» WHAT YOU WILL DO:
1. Answer these from the passage on news writing:
(a) When did Coffman start in the news business?
(b) In print, how long could you be stuck with a typo?
(c) In what year did Newsweek Magazine publish "Goodbye to Gutenberg"?
2. In the passage on news writing, switch "print product" to "printed paper" and write out the part that begins at the words "Good point, and" and stops after "in real time.".

» TEXT SHOWN:

[Begin]

This is hardly a win-win for anybody.
What makes Coffman’s column unusual is that he seems nostalgic for the old days, although he admits there were problems.
“I wrote stories using an electric typewriter when I started in the news business in the mid-1980s,” he said. “It was tedious work without the ‘backspace’ and ‘delete’ keys that make life easier for us on computer keyboards.”
Good point, and here’s one more editorial benefit of the digital revolution: If you had a typo in a print product, you were stuck with it for a day, a week or even a month. Today, you can correct it in real time.
What’s surprising about this is that it took so long. As far back as 1966, Newsweek Magazine published an article titled “Goodbye to Gutenberg,” which all but predicted the online information age.

[End]

(Dataset excerpts on object pointing)
[Begin]

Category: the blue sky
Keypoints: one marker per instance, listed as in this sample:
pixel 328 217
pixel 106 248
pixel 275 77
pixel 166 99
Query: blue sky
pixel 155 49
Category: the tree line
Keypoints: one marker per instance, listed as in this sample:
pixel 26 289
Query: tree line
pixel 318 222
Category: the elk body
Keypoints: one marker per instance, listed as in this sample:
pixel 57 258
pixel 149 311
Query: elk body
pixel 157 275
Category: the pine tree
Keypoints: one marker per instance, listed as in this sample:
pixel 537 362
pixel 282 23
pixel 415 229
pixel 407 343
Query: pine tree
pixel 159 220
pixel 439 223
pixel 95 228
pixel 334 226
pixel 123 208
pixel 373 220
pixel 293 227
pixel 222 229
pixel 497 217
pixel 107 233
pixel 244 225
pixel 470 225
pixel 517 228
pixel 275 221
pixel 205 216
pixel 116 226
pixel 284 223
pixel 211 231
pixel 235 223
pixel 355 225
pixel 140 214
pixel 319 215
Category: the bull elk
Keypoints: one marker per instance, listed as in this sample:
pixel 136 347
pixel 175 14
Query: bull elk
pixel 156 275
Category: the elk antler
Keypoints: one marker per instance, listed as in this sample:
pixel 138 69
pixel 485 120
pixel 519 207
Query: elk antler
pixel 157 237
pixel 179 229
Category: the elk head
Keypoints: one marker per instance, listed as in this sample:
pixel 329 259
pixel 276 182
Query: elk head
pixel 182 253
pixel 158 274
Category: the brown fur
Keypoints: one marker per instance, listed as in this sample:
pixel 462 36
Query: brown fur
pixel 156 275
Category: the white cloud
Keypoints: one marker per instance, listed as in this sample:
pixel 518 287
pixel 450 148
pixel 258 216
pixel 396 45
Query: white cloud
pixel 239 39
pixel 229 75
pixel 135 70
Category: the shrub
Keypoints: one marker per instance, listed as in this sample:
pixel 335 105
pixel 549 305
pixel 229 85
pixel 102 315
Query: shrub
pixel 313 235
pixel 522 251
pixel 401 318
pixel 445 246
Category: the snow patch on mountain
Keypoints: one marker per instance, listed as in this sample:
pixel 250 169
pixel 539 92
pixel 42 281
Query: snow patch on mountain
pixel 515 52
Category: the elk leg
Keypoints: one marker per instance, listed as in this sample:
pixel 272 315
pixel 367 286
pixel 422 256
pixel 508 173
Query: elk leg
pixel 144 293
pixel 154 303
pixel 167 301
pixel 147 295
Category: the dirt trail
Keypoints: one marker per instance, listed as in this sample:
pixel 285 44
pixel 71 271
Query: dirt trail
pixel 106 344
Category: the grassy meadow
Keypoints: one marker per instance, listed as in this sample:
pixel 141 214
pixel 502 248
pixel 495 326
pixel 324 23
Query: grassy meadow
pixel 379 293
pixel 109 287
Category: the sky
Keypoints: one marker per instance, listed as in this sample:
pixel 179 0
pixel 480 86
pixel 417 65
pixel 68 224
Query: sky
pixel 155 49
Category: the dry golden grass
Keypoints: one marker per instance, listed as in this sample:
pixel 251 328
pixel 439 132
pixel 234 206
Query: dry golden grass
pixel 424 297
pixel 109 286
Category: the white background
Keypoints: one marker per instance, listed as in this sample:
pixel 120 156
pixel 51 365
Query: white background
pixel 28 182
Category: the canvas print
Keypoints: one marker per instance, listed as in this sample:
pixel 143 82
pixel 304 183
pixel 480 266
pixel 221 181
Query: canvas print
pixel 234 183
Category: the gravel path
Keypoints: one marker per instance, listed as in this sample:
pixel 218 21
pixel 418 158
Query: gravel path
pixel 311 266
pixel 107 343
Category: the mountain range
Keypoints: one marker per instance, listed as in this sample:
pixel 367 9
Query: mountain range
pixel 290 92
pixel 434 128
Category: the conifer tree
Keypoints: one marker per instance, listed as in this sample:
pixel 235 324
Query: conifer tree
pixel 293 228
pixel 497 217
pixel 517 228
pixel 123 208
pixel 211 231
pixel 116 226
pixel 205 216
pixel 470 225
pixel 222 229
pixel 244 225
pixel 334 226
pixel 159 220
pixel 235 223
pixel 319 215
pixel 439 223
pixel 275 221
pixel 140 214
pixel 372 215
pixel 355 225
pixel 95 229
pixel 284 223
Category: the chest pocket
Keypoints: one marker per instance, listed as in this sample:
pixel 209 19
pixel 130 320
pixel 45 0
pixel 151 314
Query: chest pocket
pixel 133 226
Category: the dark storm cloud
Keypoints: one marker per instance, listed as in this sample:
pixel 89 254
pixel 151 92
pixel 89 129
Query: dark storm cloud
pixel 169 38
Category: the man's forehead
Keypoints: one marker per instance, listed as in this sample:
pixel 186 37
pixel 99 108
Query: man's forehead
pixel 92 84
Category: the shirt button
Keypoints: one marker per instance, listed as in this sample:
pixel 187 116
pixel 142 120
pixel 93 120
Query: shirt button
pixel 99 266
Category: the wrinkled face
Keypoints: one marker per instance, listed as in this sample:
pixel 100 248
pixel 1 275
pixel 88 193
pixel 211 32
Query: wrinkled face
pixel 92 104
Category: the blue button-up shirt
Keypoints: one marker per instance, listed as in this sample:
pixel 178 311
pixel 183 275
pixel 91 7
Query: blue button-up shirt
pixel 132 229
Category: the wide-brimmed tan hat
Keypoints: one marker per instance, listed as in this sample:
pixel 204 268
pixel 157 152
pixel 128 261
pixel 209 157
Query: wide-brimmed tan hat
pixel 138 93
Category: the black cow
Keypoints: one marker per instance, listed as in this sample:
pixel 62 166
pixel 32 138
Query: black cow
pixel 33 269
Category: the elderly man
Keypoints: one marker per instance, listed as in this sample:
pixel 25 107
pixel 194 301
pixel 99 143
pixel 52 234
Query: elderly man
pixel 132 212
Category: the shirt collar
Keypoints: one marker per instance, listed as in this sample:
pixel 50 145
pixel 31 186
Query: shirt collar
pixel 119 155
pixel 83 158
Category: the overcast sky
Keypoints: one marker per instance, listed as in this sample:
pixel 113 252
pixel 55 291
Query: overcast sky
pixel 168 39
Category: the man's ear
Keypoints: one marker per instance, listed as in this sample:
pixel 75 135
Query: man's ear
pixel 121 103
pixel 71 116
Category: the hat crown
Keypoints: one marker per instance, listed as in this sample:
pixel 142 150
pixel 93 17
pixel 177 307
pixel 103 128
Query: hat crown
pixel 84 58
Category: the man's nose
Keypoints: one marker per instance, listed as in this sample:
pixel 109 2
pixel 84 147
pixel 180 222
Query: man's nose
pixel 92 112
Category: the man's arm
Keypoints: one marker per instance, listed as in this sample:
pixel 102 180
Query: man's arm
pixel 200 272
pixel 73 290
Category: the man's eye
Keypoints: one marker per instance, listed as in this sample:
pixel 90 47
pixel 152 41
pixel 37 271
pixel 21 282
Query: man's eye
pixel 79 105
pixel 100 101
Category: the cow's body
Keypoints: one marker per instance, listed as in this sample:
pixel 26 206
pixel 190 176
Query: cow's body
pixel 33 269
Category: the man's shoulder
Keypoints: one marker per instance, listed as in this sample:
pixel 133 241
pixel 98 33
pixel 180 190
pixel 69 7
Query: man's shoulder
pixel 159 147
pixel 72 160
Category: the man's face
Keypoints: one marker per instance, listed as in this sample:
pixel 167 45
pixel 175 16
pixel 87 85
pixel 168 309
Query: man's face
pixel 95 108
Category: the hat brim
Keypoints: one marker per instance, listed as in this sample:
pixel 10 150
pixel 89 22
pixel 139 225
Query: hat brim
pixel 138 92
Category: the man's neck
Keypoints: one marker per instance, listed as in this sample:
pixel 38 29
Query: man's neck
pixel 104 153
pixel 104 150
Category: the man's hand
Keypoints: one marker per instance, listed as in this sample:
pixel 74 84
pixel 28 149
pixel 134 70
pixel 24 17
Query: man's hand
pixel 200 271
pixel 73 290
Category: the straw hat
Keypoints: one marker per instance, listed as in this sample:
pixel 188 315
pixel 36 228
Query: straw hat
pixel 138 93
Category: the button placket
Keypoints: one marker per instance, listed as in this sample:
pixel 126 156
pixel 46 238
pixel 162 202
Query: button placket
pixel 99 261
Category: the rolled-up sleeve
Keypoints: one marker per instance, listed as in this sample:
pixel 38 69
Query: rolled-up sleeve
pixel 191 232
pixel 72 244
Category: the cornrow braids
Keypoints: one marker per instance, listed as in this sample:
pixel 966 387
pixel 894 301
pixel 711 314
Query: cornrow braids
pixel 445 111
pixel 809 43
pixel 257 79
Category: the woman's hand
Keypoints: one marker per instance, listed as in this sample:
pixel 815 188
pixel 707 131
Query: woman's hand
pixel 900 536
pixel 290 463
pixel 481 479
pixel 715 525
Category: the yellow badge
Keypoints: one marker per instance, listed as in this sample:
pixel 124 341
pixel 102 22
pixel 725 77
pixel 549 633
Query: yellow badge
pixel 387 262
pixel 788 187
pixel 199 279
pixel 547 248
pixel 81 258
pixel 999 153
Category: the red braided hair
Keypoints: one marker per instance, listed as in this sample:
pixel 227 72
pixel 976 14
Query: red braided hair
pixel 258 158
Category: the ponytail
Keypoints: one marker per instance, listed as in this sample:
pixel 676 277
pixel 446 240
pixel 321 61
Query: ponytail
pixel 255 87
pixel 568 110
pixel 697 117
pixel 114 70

[End]

» SOLUTION LIST:
1.
(a) In the mid-1980s.
(b) A day, a week or even a month.
(c) 1966.

2.
Good point, and here’s one more editorial benefit of the digital revolution: If you had a typo in a printed paper, you were stuck with it for a day, a week or even a month. Today, you can correct it in real time.